### Défis
**A.** D'après le texte sur ERTMS, à quel tandem déjà assez efficace l'Allemagne comparait-elle ce système ?
**B.** Recopiez le passage du texte sur ERTMS compris entre « Il ne faut pas » et « du matériel roulant. », ces deux extraits inclus.
**C.** Poursuivez le texte sur le déploiement d'ERTMS à partir de sa dernière phrase.

Il ne faut pas nier que la mise en œuvre d’ERTMS représente un investissement important. Le rythme de migration dépend d’abord du renouvellement « naturel » des équipements existants et des modalités de financement, donc l’implication des Etats, et enfin de la performance des systèmes préexistants.

L’Allemagne n’a pas perçu dans un premier temps les avantages procurés par rapport au tandem LZB-PZB déjà assez efficace. La combinaison de l’évaluation économique, avec la réduction des coûts de maintenance et la mutualisation des approvisionnements, et de la pression à l’interopérabilité notamment pour le fret a un peu changé la donne : à horizon 2022, 1450 km du RTE-T devrait être équipé et 80% de celui-ci devrait être en niveau 2 sans signalisation latérale d’ici 2030. Un objectif facilité par l’accord entre l’Etat et la DB pour financer l’équipement du réseau et du matériel roulant.

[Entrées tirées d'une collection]
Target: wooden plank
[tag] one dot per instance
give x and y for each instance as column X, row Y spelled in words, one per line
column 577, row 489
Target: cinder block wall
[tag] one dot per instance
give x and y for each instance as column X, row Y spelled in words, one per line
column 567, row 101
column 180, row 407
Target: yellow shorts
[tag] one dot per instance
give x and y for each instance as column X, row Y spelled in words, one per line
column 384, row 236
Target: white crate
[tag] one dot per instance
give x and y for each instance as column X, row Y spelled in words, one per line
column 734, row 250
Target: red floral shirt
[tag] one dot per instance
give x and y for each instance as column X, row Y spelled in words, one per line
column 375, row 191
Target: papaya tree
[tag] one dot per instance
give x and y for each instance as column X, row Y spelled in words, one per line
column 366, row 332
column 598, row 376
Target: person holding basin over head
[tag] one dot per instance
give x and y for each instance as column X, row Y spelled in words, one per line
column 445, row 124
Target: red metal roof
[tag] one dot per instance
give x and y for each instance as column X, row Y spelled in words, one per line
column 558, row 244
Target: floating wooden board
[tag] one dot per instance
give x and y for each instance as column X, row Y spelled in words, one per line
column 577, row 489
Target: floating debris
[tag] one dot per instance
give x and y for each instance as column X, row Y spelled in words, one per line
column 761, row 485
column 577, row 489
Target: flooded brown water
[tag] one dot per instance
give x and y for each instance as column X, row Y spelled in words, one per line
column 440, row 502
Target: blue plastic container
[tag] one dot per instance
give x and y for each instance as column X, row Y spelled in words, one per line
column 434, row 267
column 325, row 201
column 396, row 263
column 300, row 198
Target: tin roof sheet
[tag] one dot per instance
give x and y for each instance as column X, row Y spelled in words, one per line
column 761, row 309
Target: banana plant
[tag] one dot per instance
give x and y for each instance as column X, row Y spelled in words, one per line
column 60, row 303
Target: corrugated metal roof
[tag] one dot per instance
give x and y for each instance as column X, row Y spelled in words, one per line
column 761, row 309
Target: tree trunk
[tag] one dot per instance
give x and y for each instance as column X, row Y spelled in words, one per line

### Réponses
**A.** Au tandem LZB-PZB.

**B.**
Il ne faut pas nier que la mise en œuvre d’ERTMS représente un investissement important. Le rythme de migration dépend d’abord du renouvellement « naturel » des équipements existants et des modalités de financement, donc l’implication des Etats, et enfin de la performance des systèmes préexistants.

L’Allemagne n’a pas perçu dans un premier temps les avantages procurés par rapport au tandem LZB-PZB déjà assez efficace. La combinaison de l’évaluation économique, avec la réduction des coûts de maintenance et la mutualisation des approvisionnements, et de la pression à l’interopérabilité notamment pour le fret a un peu changé la donne : à horizon 2022, 1450 km du RTE-T devrait être équipé et 80% de celui-ci devrait être en niveau 2 sans signalisation latérale d’ici 2030. Un objectif facilité par l’accord entre l’Etat et la DB pour financer l’équipement du réseau et du matériel roulant.

**C.**
A court terme, c’est une complexité de plus, tant pour les gestionnaires d’infrastructures que les opérateurs, dégageant en principe à long terme un bilan plus favorable. Il faut donc que les décideurs soient en capacité de se projeter… ce qui n’est pas toujours facile. L’Union Européenne pourrait faire d’ERTMS un des grands chantiers du Mécanisme pour l’Interconnexion en Europe afin de décrisper les plus réservés. En Suisse et au Royaume-Uni, un mécanisme de financement a été mis en œuvre pour soutenir l’équipement du réseau.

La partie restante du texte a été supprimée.